To do:
Report each line in the entries below that contains the string "hood", copying every such line in full. Treat the match as case-sensitive.

Data records:
· · · · · · ·

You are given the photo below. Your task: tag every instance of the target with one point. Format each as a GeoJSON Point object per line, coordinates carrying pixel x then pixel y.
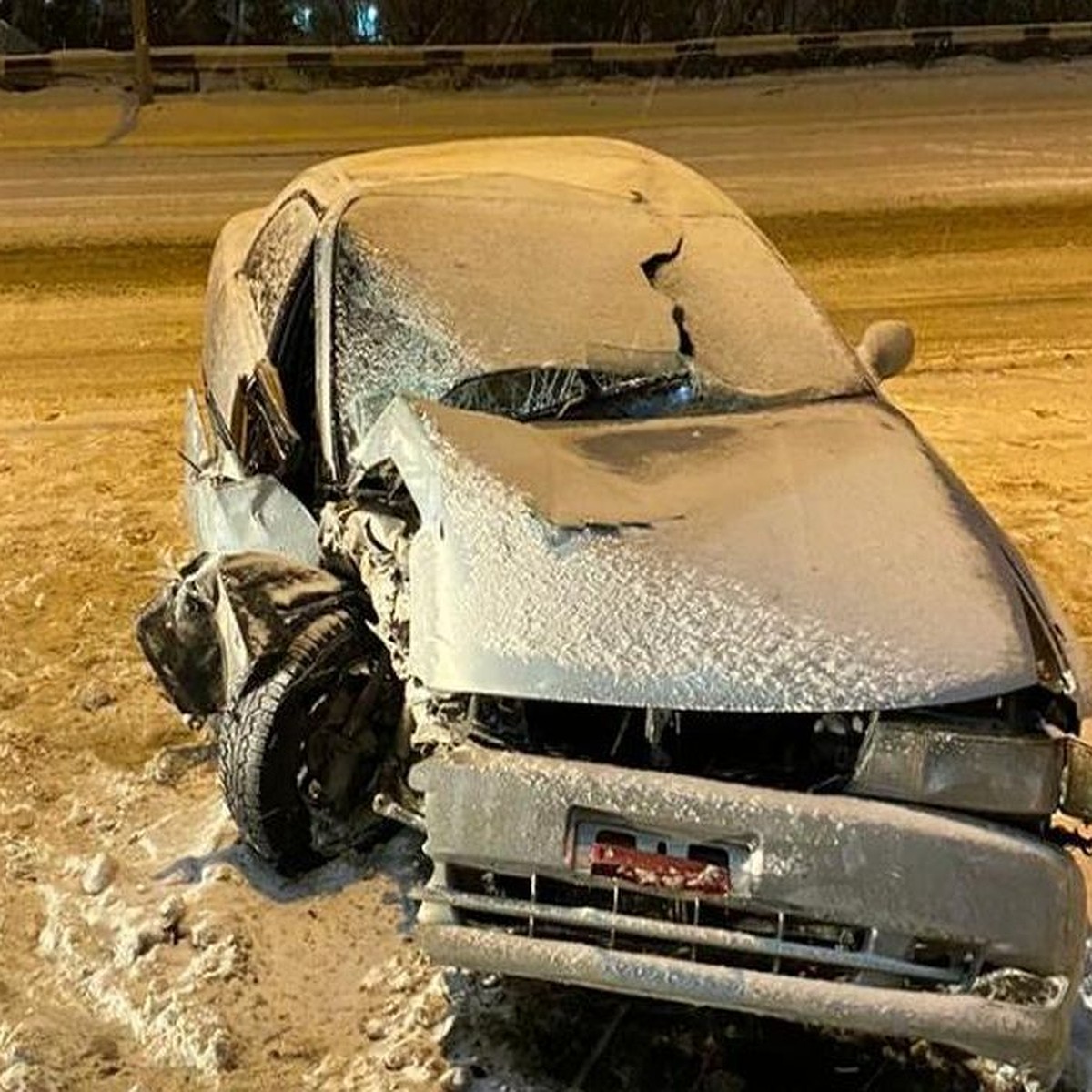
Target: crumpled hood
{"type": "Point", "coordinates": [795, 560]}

· · · · · · ·

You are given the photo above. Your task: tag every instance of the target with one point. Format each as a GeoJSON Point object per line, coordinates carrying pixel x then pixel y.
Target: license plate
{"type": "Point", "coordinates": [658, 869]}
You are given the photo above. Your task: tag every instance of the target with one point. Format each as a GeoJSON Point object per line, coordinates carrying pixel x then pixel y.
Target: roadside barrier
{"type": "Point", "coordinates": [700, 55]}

· · · · · · ·

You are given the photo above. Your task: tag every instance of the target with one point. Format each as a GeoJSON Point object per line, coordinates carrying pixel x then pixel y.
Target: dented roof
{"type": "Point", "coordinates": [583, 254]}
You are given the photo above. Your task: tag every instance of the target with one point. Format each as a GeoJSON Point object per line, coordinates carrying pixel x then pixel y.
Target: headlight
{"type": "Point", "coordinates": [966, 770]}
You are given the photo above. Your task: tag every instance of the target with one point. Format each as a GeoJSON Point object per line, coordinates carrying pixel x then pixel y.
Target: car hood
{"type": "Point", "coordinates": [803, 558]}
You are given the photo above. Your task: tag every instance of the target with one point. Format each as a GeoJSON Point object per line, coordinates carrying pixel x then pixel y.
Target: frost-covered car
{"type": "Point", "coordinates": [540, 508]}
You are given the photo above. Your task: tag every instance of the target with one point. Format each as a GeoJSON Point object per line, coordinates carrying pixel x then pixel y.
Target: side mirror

· · · · · · ·

Full answer:
Target: crumpled hood
Target: car hood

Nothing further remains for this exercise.